• _PROVIDED PASSAGE_
■ ■ ■ ■ ■

Ten years ago, 60 percent of all immigrants settled in Ontario. Today that figure is 42 percent. The rest go West.

Despite the rising power and influence of the West, the Laurentian elites could have retained power. After all, population projections continue to show Ontario claiming about 40 percent of the country’s population as far out as 2035, with the West accounting for about 30 percent. Toronto, Ottawa and Montreal could have continued to dominate Parliament, forcing the West into perpetual, and perpetually frustrated, opposition. Instead, the May 2 election gave us the first truly Western-based majority government in this country’s history. It happened for one simple reason: Ontario voters broke ranks.

This was the great, shocking shift: the formation of a Conservative Coalition whose leadership was Western, whose values were Western, whose most fervent supporters were Western, but which came to power through the support of millions of Ontario voters.

In modern times, Ontario has always decided the government. It was Ontario, acting in concert with Quebec, that in the 1960s and ’70s anchored the Pearson and Trudeau governments. It was Ontario in the 1990s that sent a hundred Liberal MPs or thereabouts to Ottawa, ensuring Jean Chrétien’s Liberal majorities.

But in 2004—the first election with the new united Conservative Party on the ballot—voters in 24 rural Ontario ridings decided they had more in common with Western conservatives than with urban elites in their own province. This was not particularly new. Rural Ontario had often gone Conservative, and once a united Conservative Party was again an option, they took it.

But in 2006, voters in the suburban belts outside Toronto and the other large cities also began to shift Conservative. That shift accelerated in 2008. In May, the Liberal bastion of the so-called 905, named after its area code, collapsed entirely, and even some suburban ridings within Toronto itself went Conservative. What had happened?

There were particular reasons for this result: a string of weak Liberal leaders; the political cunning of Stephen Harper, perhaps the most underestimated politician in this country’s history; the legacy of the sponsorship scandal; Liberal/NDP vote splits that worked in the Conservatives’ favour.

But there are other, more important reasons. One of them is tactical. Conservative have been organizationally brilliant at establishing “beachhead ridings” on the edges of the 905, entrenching strong organizations within those ridings and exporting talent and resources to the adjacent seats, so that they too subsequently became beachheads, and the process repeated itself.

■ ■ ■ ■ ■

• _DATASET EXCERPTS_
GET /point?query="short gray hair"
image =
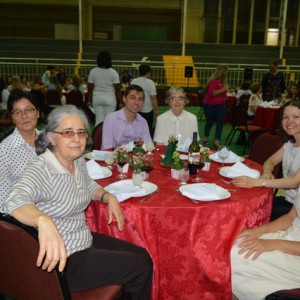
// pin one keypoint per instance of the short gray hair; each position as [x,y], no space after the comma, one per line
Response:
[175,89]
[53,121]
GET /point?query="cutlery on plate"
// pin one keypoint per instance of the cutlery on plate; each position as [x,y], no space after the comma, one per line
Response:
[178,191]
[147,196]
[225,181]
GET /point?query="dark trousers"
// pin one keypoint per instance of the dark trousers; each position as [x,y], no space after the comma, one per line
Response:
[149,118]
[280,207]
[111,261]
[214,113]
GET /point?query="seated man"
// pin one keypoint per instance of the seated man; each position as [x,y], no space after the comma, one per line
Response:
[176,121]
[125,125]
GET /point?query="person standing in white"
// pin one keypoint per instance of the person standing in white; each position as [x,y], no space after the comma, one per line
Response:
[104,88]
[150,108]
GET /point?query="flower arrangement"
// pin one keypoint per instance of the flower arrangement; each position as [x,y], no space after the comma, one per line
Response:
[177,163]
[121,154]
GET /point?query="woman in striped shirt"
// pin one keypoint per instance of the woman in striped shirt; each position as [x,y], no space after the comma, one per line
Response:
[52,195]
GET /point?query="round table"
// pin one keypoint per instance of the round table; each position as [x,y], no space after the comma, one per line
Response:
[189,243]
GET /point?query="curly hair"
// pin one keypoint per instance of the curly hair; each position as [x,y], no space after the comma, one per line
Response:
[285,137]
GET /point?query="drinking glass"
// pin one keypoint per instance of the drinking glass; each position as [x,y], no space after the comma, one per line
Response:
[137,178]
[148,165]
[184,176]
[121,161]
[223,153]
[109,160]
[198,165]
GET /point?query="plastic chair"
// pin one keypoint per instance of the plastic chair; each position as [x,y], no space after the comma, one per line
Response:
[244,101]
[239,121]
[21,279]
[53,98]
[97,136]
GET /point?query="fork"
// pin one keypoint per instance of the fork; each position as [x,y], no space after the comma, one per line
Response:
[147,196]
[178,191]
[225,181]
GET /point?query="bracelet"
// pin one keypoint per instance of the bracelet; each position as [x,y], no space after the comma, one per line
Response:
[102,196]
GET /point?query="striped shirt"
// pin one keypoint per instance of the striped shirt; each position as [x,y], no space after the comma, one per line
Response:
[46,184]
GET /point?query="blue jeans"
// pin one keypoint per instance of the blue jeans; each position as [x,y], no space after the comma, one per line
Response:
[214,113]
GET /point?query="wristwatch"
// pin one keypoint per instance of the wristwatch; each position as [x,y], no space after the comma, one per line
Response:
[263,183]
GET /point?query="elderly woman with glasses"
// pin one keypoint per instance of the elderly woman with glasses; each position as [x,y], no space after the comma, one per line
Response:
[176,121]
[17,149]
[52,195]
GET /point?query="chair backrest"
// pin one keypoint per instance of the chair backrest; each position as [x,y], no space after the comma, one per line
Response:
[40,98]
[53,98]
[244,101]
[75,97]
[239,115]
[263,147]
[97,136]
[20,278]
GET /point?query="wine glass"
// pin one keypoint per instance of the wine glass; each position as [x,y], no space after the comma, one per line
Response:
[223,153]
[121,161]
[198,165]
[109,160]
[137,178]
[148,165]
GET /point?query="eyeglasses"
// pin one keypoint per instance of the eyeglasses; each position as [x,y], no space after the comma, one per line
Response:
[27,111]
[70,134]
[177,99]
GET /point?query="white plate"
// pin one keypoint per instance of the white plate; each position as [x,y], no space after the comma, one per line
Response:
[224,171]
[99,155]
[221,193]
[119,186]
[106,173]
[226,161]
[181,156]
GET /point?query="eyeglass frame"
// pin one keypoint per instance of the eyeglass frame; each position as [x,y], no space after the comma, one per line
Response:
[28,112]
[69,134]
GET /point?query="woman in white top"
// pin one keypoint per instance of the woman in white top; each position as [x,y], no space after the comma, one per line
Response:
[289,156]
[176,121]
[104,88]
[266,259]
[255,99]
[17,150]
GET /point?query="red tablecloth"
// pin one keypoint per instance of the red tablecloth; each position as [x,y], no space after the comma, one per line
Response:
[267,117]
[189,243]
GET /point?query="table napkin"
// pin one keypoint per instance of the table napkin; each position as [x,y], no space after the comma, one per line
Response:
[202,192]
[239,169]
[99,155]
[131,145]
[232,157]
[94,170]
[185,146]
[125,191]
[167,160]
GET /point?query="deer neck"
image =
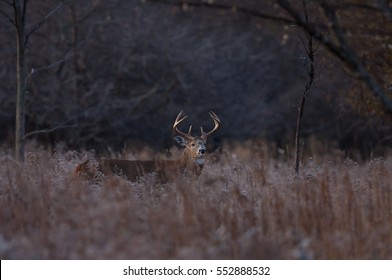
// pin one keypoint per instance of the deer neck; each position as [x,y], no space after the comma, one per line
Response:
[190,164]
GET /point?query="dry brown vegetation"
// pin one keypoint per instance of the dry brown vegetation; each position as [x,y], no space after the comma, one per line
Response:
[246,204]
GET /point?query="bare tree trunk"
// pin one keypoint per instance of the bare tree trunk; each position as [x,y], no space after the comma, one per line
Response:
[309,64]
[20,17]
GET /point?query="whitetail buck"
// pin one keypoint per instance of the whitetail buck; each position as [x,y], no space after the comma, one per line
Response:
[190,162]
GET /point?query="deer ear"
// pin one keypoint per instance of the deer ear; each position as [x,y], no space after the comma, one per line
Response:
[180,140]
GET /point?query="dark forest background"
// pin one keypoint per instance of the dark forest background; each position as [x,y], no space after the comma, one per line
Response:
[115,73]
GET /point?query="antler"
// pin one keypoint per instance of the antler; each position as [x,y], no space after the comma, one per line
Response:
[176,130]
[216,122]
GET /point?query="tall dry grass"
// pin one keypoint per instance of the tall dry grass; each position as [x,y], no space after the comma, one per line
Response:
[245,205]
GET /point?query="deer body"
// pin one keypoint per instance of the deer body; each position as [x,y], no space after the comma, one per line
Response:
[190,162]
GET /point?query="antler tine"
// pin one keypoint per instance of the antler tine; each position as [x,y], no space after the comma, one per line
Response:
[177,122]
[216,127]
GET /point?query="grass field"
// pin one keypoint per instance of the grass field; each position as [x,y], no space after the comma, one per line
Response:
[245,205]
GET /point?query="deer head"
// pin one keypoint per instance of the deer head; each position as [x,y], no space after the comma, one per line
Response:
[195,147]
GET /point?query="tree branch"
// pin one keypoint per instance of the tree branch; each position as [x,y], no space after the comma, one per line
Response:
[217,6]
[38,24]
[49,130]
[341,50]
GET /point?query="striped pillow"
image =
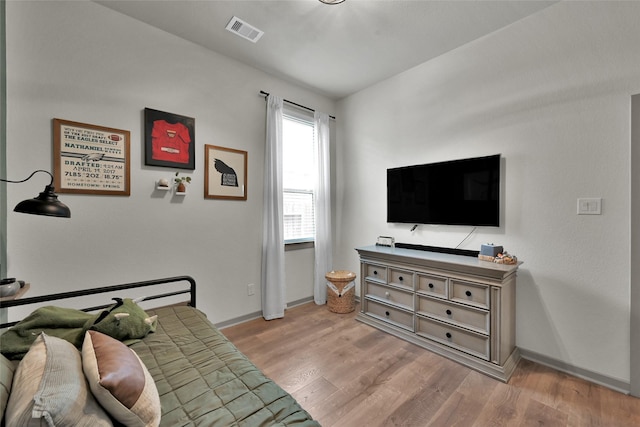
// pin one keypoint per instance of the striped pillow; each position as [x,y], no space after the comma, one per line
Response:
[120,381]
[49,388]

■ ■ ■ ■ ■

• _REQUIRED ACTIONS_
1. According to the passage on Ontario voters, what percentage of all immigrants settle in Ontario today?
2. Collect every line of the listing that contains the string "blue".

• _SOLUTIONS PER TASK_
1. 42 percent.

2.
GET /point?query="blue jeans"
// pin one keypoint per instance of the blue jeans; each position as [x,y], no space after the comma, one per line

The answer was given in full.